*Goal of the exercise*. What do the lines from the one containing "Guideline: the keypoint for each instance of the canopy" through the end of the entries say? Quote them exactly, and only them.

*Provided records*.
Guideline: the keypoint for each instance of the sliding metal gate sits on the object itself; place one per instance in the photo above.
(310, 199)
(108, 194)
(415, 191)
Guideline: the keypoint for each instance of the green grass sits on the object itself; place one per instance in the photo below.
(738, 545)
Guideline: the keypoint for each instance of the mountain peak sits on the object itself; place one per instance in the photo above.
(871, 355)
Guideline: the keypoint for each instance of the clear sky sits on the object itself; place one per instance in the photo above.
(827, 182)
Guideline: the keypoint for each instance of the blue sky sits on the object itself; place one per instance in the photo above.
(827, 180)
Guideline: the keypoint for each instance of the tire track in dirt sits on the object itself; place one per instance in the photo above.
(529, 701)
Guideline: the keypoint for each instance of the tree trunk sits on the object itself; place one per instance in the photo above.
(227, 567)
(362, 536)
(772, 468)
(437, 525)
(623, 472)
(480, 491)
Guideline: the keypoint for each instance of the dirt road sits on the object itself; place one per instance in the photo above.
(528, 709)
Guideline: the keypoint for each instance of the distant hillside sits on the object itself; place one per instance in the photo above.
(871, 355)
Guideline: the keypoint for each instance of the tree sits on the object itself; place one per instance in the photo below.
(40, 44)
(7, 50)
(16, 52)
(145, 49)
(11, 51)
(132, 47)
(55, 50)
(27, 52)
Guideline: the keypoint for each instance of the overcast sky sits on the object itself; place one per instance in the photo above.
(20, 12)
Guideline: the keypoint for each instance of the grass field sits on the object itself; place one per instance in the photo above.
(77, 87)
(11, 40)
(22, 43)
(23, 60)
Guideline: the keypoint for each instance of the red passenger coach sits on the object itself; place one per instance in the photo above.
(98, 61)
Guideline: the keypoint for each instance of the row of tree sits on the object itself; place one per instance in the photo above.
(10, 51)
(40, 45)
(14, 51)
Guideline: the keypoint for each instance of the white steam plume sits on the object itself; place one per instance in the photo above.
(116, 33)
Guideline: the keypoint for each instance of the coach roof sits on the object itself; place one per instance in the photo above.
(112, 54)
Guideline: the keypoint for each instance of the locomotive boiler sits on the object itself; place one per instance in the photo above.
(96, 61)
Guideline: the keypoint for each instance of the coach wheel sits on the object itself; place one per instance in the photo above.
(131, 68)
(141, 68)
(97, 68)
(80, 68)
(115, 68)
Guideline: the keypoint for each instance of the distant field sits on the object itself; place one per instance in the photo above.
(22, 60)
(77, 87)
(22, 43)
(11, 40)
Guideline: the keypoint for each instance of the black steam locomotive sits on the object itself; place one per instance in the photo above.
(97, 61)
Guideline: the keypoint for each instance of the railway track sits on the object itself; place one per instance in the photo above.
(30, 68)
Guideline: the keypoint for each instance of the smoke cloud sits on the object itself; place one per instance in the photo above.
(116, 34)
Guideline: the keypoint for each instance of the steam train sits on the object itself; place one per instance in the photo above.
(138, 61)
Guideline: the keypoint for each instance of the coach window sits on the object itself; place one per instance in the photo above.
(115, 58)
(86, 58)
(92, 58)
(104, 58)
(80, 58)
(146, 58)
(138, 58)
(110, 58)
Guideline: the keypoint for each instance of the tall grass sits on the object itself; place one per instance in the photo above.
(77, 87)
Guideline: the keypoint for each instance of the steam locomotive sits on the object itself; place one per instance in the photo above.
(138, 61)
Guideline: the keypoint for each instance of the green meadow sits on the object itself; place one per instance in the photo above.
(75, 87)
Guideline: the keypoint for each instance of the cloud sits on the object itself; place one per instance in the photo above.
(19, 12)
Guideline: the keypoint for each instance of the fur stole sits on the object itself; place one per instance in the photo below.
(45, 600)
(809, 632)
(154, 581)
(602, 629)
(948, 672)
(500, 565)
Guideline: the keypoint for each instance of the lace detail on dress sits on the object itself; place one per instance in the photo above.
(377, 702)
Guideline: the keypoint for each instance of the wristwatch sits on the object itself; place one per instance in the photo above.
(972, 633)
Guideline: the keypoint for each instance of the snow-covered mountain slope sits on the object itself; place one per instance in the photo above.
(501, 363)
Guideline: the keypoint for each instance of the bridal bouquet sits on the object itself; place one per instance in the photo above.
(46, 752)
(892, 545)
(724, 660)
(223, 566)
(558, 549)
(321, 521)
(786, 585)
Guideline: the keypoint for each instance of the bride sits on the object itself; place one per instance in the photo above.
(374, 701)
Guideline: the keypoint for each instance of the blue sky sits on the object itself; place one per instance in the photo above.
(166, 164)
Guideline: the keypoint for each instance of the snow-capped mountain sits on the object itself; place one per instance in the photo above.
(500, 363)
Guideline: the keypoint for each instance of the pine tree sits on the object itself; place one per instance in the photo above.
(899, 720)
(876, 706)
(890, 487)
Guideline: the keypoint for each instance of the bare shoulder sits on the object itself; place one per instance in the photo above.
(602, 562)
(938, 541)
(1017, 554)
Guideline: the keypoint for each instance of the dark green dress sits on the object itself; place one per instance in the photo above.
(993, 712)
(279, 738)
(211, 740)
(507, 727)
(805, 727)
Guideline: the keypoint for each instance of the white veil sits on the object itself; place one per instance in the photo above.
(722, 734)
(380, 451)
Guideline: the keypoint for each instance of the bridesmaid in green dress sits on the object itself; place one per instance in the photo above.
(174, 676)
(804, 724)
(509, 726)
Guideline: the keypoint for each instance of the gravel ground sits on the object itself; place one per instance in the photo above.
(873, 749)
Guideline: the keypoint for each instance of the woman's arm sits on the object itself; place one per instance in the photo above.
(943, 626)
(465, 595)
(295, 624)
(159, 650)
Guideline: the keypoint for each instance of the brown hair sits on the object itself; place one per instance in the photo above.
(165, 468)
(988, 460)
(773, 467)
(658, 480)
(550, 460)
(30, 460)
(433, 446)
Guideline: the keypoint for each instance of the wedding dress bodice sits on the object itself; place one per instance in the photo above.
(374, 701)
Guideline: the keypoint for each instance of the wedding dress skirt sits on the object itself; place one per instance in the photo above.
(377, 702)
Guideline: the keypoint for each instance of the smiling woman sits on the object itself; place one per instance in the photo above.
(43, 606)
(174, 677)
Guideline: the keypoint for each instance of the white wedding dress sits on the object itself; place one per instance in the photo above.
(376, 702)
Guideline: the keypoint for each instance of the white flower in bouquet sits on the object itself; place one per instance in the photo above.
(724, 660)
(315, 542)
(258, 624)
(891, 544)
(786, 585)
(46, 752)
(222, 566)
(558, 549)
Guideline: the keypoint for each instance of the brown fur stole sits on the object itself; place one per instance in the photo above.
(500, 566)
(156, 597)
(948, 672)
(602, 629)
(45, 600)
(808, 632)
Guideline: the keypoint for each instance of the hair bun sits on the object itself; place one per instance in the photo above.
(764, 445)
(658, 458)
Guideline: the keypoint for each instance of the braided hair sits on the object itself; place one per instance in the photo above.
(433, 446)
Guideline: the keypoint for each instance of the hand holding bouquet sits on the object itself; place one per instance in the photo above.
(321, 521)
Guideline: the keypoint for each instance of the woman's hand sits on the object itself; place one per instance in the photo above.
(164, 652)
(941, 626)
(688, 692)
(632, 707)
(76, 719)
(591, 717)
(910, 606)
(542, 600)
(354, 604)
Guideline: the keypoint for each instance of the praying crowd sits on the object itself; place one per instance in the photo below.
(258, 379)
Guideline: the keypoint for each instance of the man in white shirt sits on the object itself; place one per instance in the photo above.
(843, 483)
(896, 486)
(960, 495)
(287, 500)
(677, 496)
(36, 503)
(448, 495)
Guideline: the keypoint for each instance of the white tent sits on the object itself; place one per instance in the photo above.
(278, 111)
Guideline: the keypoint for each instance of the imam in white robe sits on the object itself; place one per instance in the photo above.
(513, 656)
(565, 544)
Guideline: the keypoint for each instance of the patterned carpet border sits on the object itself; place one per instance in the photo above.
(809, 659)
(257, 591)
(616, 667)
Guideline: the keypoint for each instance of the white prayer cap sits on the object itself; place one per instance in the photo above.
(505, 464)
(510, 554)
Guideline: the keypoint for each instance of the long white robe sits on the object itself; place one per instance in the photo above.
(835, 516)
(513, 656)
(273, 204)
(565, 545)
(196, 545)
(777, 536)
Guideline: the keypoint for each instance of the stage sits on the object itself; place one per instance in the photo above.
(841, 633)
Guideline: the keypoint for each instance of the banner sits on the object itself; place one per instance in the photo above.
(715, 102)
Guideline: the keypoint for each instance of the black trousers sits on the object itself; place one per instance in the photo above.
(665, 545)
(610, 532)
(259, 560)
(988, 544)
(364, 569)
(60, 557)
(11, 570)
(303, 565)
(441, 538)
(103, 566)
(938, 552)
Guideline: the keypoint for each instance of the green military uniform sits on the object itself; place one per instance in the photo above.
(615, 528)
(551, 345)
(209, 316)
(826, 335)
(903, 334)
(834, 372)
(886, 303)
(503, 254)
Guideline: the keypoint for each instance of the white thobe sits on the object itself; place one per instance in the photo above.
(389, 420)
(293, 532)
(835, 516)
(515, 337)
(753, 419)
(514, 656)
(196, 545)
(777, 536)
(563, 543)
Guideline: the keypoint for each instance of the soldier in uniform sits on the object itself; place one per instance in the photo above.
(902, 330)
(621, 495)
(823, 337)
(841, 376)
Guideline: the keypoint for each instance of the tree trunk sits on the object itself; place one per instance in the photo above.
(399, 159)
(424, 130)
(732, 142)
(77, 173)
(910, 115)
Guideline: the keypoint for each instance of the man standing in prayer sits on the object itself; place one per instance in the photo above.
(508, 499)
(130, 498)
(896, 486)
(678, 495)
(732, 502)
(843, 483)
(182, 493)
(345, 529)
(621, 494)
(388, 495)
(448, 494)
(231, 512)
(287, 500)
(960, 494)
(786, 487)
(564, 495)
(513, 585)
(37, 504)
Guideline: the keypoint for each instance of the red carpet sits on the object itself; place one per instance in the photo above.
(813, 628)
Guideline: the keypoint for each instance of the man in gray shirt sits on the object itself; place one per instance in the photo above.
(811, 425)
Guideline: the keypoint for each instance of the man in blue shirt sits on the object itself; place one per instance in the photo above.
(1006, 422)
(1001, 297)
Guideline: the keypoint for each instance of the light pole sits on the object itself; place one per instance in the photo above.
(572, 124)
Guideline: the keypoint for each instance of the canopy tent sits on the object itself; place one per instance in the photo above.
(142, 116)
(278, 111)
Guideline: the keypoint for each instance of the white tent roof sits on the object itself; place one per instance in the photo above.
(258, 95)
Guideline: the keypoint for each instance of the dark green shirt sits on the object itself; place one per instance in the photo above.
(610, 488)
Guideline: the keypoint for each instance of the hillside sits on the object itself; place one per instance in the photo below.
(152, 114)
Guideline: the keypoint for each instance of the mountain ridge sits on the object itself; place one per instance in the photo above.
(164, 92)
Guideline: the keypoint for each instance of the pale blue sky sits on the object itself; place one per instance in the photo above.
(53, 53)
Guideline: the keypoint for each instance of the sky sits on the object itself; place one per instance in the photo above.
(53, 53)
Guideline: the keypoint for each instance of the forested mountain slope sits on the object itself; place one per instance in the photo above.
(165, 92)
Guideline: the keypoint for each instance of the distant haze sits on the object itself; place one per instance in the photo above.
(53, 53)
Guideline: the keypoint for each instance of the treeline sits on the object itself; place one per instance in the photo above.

*Exercise answer*.
Guideline: the keypoint for each instance of the canopy tent sits on the object itself; place one per instance in the photo above.
(142, 116)
(278, 111)
Guideline: the keypoint for each instance of the white tent roof sits on the object itself; place one per instance in the photo above.
(258, 95)
Guideline: the keypoint for each instance of the dark green shirt sits on the object itself; place one per instance in the photo above.
(610, 488)
Guideline: the keypoint for each instance of the hillside sits on the object itself; place one per instance in the photo below.
(152, 114)
Guideline: the keypoint for each instance of the mountain ridge sits on the object itself; place one per instance in the photo above.
(164, 92)
Guideline: the keypoint for each instance of the pale blue sky sits on the object itself; place one per instance in the photo above.
(53, 53)
Guideline: the keypoint for each instance of the sky sits on the object itself; place one per instance in the photo above.
(53, 53)
Guideline: the keypoint for each instance of the forested mountain slope sits on the object itself; place one per instance in the photo above.
(165, 92)
Guideline: the keypoint for each instance of the distant haze sits on the object itself; place one per instance in the photo above.
(53, 53)
Guideline: the keypoint for each instance of the treeline sits on the object itself; place one per instance in the photo above.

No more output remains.